EXTRACT:
====

At 14:08 -0400 on 11 Apr (1397221681), Konrad Rzeszutek Wilk wrote:
> +    /* Calculate the end mfn into this CPU's memory block for this iteration */
> +    if ( r->offset + chunk_size > r->per_cpu_sz ) {
> +        end = r->start + (r->per_cpu_sz * cpu_idx) + r->per_cpu_sz;
> +        if ( r->rem && ((cpumask_weight(&r->cpu) - 1 == cpu_idx )) )
> +            end += r->rem;

I think the outer gate here needs to be a '>=' to handle the case where 
per_cpu_sz % chunk_size == 0 but node_spaned_pages() % per_cpu_sz != 0.

> +    }
> +    else
> +        end = start + chunk_size;
> +

[...]

> +    /* Round default chunk size down if required */
> +    if ( max_per_cpu_sz && chunk_size > max_per_cpu_sz )
> +        chunk_size = max_per_cpu_sz;

Is this necessary?  The worker function should DTRT with a too-large
chunk size.  (Likewise in round #2)

Cheers,

Tim.

^ permalink raw reply	[flat|nested] 13+ messages in thread

* Re: [PATCH v3] Xen: Spread boot time page scrubbing across all available CPU's
  2014-04-11 18:08 ` [PATCH v3] Xen: Spread boot time page scrubbing across all available CPU's Konrad Rzeszutek Wilk
                     ` (2 preceding siblings ...)
  2014-04-13 22:38   ` Tim Deegan
@ 2014-04-14  9:39   ` Jan Beulich
  2014-04-14 15:04     ` Konrad Rzeszutek Wilk
  3 siblings, 1 reply; 13+ messages in thread
From: Jan Beulich @ 2014-04-14  9:39 UTC (permalink / raw)
  To: Konrad Rzeszutek Wilk
  Cc: keir, andrew.cooper3, dario.faggioli, tim, xen-devel, malcolm.crossley

>>> On 11.04.14 at 20:08, <konrad@kernel.org> wrote:

(I'll try to not duplicate comments others already made.)

> --- a/xen/common/page_alloc.c
> +++ b/xen/common/page_alloc.c
> @@ -65,6 +65,12 @@ static bool_t opt_bootscrub __initdata = 1;
>  boolean_param("bootscrub", opt_bootscrub);
>  
>  /*
> + * bootscrub_blocksize -> Size (bytes) of mem block to scrub with heaplock held
> + */
> +static unsigned int __initdata opt_bootscrub_chunk = 128 * 1024 * 1024;

MB(128). Also perhaps better "unsigned long" to allow the value to
be 4Gb or above? Or alternatively make this a page count instead
of a byte one.

====

[Location labeling records]
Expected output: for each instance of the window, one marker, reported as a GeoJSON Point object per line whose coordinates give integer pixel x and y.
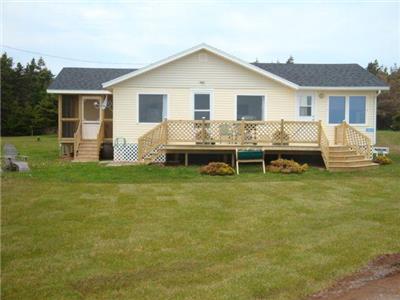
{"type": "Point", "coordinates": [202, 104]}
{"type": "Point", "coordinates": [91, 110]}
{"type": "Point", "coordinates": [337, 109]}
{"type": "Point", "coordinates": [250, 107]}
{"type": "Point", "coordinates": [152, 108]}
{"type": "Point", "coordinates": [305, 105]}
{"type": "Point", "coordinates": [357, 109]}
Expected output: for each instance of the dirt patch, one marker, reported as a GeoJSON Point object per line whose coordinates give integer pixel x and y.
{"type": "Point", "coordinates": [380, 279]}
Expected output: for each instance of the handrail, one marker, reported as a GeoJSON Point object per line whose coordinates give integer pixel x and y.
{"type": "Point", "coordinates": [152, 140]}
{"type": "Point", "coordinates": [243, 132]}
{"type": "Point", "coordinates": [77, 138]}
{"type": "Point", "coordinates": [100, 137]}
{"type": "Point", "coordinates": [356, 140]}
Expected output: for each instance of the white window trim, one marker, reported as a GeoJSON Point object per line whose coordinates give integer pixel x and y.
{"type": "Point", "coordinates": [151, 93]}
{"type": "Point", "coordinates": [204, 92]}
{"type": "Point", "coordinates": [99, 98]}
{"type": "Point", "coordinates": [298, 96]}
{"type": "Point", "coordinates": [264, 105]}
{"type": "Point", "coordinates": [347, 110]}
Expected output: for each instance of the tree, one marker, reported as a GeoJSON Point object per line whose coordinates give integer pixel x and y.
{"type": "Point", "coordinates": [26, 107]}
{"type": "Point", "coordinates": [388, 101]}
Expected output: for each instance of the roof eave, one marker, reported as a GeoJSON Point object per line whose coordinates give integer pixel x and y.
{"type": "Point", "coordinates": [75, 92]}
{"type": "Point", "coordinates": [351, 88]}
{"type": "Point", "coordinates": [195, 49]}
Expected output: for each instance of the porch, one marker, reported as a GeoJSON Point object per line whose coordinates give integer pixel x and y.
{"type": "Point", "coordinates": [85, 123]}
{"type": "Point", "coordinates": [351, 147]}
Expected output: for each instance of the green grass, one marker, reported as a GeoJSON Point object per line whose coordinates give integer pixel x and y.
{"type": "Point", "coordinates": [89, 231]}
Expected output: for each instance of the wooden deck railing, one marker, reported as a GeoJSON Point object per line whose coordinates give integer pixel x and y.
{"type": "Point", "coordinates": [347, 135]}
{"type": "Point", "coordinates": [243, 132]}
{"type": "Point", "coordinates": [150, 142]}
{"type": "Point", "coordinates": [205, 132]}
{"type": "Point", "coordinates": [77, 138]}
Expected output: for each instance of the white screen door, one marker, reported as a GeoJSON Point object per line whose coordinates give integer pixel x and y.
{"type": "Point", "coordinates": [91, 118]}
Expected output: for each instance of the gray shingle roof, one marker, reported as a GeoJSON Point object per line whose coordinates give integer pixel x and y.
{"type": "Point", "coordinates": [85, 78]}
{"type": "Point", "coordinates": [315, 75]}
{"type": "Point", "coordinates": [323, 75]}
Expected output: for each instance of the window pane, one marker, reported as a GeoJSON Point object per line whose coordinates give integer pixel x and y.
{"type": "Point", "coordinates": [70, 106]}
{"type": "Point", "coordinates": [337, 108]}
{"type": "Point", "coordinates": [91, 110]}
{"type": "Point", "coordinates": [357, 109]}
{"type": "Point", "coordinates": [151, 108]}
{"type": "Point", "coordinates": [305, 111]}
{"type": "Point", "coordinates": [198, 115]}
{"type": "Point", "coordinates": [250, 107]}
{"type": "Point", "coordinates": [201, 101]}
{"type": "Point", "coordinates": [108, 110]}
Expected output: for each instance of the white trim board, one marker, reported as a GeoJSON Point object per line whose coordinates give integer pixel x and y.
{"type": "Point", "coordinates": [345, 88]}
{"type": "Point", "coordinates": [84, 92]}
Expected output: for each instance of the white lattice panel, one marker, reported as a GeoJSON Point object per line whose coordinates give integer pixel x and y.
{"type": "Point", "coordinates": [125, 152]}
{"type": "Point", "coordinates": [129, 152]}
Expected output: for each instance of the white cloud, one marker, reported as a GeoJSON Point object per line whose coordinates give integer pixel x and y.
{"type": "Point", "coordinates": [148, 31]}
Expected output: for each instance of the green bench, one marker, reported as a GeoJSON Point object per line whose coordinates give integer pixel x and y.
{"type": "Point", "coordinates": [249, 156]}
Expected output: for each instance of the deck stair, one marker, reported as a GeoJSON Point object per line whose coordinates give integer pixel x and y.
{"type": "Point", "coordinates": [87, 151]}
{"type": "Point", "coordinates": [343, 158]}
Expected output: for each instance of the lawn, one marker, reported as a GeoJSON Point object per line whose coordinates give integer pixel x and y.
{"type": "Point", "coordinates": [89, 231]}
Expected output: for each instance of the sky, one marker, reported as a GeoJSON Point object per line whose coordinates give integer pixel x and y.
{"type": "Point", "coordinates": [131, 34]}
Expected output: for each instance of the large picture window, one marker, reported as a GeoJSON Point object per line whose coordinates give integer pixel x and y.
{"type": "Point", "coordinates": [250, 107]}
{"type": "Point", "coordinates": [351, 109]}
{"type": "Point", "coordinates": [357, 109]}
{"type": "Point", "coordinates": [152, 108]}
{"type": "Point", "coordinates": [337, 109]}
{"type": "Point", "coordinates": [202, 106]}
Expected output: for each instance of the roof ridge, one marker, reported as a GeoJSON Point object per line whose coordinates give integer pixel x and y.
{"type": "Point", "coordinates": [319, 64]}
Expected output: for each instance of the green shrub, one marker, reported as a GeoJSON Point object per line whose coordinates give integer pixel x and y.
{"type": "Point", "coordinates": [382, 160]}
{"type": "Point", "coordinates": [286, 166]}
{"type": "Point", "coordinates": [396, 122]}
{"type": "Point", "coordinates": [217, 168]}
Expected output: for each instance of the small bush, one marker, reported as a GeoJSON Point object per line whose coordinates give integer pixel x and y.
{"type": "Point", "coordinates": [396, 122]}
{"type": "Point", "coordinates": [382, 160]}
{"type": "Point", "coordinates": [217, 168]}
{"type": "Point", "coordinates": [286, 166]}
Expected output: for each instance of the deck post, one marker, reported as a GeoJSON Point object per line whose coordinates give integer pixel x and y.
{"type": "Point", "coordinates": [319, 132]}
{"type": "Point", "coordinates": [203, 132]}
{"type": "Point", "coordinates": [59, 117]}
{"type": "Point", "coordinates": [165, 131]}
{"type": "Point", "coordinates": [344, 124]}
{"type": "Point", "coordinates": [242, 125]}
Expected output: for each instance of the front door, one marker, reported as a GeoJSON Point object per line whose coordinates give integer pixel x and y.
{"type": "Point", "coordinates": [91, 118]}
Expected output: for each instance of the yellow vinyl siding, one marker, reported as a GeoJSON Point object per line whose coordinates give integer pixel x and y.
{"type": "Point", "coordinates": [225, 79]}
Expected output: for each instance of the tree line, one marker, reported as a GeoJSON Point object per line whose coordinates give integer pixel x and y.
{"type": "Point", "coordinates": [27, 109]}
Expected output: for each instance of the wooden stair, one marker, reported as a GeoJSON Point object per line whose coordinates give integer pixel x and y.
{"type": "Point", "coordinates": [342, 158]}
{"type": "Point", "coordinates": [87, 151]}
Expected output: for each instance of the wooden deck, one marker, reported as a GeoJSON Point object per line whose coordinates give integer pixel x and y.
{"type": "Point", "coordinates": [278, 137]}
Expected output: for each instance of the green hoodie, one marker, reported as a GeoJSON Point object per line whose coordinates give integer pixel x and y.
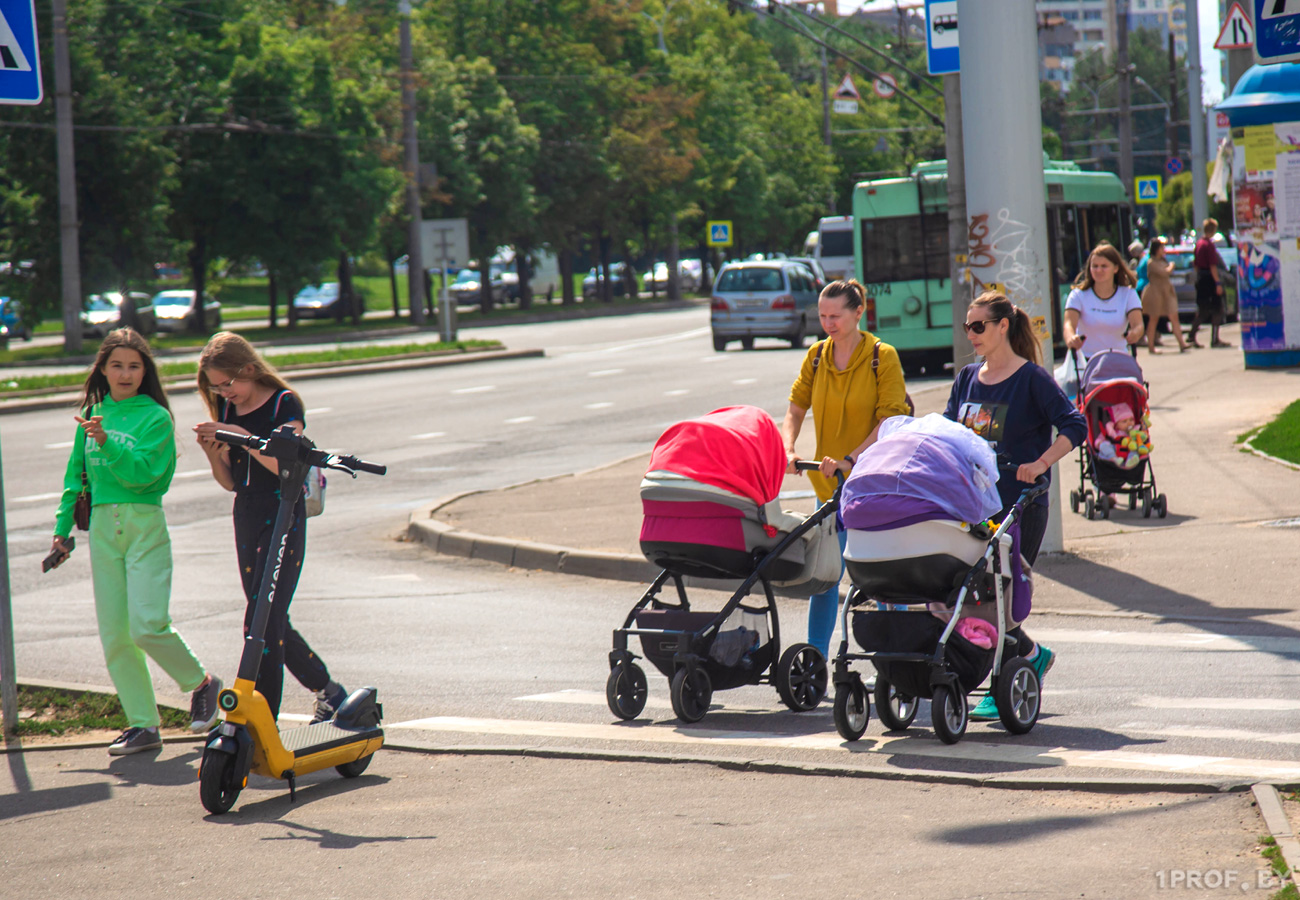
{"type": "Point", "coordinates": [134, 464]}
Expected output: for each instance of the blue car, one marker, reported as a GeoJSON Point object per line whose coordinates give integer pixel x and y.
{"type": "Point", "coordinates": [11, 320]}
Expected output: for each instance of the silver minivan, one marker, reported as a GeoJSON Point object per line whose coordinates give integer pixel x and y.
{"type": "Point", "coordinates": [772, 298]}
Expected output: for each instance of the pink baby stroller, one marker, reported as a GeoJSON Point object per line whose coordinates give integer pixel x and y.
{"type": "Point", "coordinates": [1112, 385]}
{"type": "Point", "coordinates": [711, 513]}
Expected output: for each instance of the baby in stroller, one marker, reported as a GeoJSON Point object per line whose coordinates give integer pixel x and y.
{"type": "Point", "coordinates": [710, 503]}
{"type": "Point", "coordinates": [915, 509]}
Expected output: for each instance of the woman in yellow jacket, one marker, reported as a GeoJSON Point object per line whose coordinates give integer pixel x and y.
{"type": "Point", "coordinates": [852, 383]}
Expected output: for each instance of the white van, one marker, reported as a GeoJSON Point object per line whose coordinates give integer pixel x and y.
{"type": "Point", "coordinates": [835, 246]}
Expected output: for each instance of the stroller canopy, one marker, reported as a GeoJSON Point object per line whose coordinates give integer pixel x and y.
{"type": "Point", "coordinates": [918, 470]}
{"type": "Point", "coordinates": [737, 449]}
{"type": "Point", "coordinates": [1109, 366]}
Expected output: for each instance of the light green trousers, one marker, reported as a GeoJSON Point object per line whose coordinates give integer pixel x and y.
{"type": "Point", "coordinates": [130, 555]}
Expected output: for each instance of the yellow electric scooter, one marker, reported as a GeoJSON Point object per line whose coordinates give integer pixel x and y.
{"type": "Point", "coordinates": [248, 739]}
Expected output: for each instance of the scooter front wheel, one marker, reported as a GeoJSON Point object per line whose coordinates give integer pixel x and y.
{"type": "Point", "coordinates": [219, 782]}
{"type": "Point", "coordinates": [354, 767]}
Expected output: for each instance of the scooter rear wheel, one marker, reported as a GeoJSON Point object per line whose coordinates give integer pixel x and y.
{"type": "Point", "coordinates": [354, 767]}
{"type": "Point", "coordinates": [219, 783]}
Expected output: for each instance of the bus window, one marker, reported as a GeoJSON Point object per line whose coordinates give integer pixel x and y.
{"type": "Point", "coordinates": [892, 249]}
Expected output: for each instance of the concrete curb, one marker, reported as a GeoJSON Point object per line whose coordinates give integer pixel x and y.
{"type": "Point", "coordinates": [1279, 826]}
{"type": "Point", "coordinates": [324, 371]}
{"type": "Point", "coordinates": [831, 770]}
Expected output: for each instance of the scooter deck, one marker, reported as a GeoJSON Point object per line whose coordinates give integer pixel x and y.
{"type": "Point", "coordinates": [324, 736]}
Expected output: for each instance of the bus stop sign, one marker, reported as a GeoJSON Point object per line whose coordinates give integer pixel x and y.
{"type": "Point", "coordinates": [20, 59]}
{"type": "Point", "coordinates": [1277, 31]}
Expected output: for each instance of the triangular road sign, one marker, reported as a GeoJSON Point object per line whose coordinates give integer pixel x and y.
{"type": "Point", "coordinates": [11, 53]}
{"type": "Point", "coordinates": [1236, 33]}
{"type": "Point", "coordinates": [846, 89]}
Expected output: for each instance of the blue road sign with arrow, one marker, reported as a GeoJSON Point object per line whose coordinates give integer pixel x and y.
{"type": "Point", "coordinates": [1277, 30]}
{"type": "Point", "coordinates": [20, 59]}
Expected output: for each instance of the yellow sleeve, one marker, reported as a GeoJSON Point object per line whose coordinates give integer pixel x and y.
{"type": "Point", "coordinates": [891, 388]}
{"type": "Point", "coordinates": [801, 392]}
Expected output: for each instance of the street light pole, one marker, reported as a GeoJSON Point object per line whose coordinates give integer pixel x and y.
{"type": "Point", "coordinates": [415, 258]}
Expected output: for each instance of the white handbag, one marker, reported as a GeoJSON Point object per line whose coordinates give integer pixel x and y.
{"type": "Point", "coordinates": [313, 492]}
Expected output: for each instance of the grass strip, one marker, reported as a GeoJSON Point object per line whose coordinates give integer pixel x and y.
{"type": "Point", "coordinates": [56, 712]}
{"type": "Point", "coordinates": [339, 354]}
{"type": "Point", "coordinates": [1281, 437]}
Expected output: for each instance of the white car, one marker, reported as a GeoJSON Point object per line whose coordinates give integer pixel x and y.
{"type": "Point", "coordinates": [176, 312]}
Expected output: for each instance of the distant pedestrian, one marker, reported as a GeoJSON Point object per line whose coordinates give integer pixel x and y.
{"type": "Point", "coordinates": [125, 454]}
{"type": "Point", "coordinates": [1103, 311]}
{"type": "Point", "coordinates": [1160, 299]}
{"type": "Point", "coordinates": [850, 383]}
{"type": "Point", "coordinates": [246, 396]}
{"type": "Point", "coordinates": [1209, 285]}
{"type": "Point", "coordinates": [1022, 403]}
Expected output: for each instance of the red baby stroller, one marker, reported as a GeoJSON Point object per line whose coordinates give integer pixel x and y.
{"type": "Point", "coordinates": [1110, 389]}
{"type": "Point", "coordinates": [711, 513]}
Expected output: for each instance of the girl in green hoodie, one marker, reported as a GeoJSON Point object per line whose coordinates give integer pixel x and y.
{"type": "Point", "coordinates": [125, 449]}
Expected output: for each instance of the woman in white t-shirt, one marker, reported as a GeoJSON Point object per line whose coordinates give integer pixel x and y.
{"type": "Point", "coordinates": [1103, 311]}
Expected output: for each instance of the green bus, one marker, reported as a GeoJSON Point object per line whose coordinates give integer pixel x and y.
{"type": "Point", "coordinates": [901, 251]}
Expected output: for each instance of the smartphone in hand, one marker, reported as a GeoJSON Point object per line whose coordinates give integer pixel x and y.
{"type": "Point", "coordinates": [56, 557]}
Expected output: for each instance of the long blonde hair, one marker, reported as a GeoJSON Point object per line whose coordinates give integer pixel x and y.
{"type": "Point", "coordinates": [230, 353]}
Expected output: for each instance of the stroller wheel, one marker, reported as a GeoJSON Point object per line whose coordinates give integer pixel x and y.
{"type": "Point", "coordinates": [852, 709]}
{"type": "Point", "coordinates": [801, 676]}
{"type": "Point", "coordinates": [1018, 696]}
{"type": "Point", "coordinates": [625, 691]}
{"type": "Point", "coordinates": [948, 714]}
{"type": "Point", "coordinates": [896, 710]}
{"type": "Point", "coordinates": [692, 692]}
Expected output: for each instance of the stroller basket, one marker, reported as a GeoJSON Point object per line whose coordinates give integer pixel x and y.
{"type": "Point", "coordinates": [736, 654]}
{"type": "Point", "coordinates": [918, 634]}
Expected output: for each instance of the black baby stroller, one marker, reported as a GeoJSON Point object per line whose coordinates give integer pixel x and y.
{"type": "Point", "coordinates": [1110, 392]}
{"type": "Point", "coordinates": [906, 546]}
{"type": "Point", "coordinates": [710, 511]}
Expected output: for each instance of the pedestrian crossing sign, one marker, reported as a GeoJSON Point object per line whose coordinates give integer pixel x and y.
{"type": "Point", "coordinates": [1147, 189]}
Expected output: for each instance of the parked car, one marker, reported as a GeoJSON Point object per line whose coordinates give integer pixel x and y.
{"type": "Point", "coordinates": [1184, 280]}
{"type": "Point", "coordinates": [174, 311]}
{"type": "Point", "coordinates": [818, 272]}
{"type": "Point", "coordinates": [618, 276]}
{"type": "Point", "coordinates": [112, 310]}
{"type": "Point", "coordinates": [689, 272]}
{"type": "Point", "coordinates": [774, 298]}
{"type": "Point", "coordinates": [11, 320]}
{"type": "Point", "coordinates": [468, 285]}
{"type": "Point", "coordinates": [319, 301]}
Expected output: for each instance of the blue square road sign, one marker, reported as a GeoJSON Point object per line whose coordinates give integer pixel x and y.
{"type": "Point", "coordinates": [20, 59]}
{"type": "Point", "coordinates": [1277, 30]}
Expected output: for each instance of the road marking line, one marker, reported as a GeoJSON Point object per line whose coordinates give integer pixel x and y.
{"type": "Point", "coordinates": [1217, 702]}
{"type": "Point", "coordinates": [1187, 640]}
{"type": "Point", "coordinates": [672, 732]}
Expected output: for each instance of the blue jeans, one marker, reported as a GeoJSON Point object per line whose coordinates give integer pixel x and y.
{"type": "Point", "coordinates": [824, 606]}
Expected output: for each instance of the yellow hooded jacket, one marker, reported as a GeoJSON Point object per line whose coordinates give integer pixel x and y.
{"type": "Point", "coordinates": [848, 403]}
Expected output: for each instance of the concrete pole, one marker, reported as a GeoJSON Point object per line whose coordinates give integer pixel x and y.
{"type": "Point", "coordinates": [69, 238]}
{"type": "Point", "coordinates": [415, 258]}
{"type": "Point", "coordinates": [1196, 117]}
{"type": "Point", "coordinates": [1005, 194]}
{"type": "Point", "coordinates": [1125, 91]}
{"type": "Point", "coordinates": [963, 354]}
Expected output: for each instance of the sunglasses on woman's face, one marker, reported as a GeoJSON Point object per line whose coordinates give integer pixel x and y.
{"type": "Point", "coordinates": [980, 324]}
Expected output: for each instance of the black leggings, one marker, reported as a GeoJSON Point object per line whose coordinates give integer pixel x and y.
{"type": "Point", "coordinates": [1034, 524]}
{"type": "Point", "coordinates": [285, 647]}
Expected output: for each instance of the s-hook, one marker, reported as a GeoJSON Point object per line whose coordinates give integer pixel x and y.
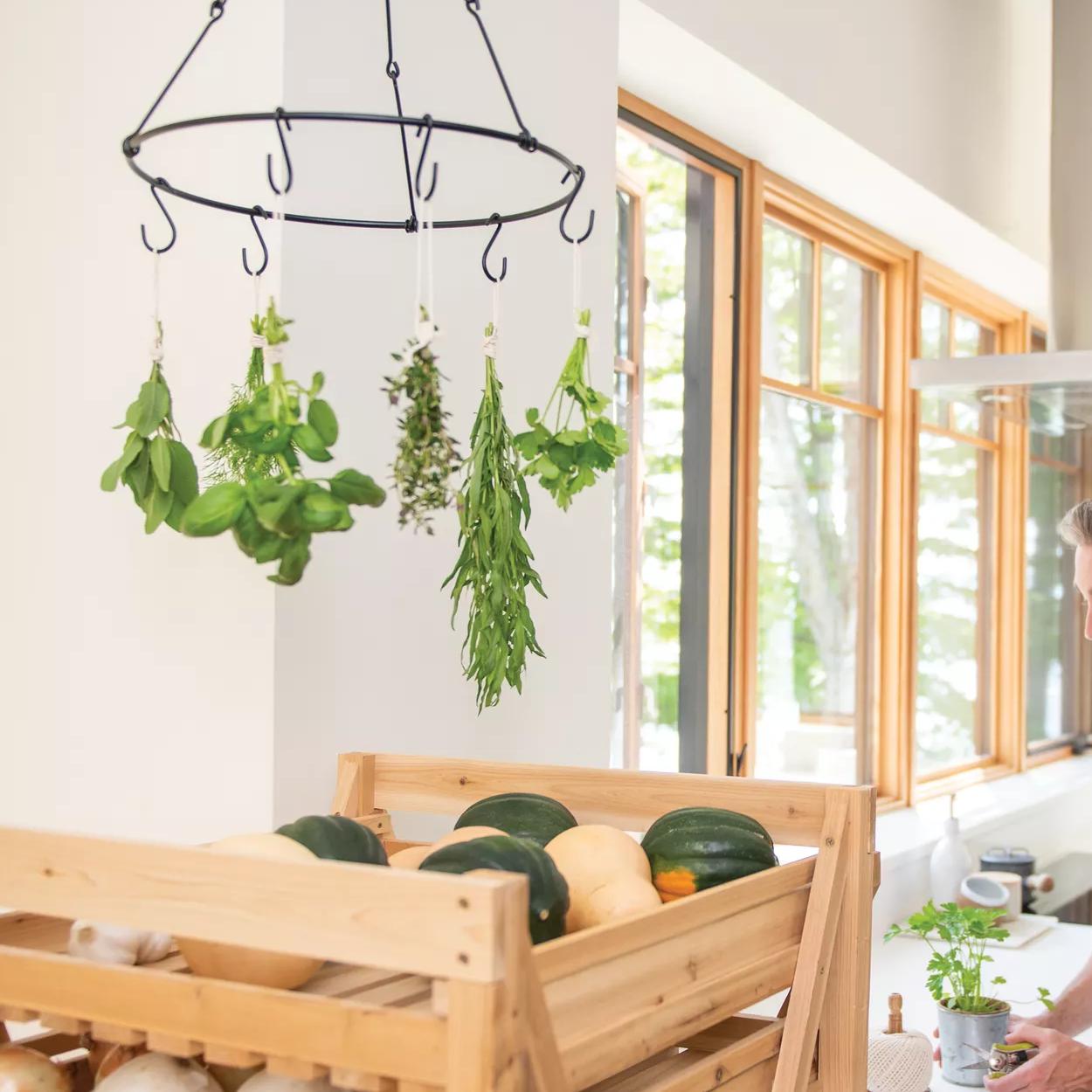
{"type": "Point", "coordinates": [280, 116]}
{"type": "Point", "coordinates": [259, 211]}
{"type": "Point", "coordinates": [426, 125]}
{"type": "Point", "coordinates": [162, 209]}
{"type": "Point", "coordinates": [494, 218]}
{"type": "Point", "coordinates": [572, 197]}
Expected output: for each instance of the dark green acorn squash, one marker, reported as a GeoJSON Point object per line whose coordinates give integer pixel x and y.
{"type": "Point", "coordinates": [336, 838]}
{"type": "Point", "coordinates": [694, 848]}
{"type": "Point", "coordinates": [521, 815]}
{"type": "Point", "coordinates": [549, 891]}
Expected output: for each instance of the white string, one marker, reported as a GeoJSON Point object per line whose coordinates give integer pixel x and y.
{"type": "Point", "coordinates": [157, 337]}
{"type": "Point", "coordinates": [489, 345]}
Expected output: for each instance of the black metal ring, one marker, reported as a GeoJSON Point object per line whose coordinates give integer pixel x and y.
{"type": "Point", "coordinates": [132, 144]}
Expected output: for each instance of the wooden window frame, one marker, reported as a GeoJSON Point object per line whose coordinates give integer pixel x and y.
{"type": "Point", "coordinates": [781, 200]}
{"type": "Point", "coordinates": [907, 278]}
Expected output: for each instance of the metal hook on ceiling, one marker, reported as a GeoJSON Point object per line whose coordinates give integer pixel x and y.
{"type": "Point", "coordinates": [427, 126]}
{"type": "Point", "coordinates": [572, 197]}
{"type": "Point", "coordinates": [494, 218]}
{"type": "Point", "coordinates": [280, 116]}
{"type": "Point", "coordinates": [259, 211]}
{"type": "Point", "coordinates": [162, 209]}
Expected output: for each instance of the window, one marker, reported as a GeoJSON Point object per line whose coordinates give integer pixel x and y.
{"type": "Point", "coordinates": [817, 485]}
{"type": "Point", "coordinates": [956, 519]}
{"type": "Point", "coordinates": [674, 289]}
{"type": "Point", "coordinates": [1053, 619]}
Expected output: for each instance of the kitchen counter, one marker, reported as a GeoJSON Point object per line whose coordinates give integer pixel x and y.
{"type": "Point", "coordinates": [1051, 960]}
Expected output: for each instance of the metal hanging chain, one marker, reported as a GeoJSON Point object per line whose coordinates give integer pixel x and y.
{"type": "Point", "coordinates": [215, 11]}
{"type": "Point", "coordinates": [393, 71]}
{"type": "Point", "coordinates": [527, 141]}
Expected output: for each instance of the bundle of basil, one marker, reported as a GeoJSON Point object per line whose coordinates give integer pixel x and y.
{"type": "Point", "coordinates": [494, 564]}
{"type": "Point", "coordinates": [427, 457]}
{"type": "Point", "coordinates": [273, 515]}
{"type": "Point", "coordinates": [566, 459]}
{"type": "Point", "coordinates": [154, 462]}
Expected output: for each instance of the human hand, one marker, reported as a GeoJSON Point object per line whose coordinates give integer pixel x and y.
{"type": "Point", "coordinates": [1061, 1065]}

====

Reproduce the patch review thread word for word, everything from "To: Konrad Rzeszutek" down to "others already made.)".

To: Konrad Rzeszutek Wilk
  Cc: keir, andrew.cooper3, dario.faggioli, tim, xen-devel, malcolm.crossley

>>> On 11.04.14 at 20:08, <konrad@kernel.org> wrote:

(I'll try to not duplicate comments others already made.)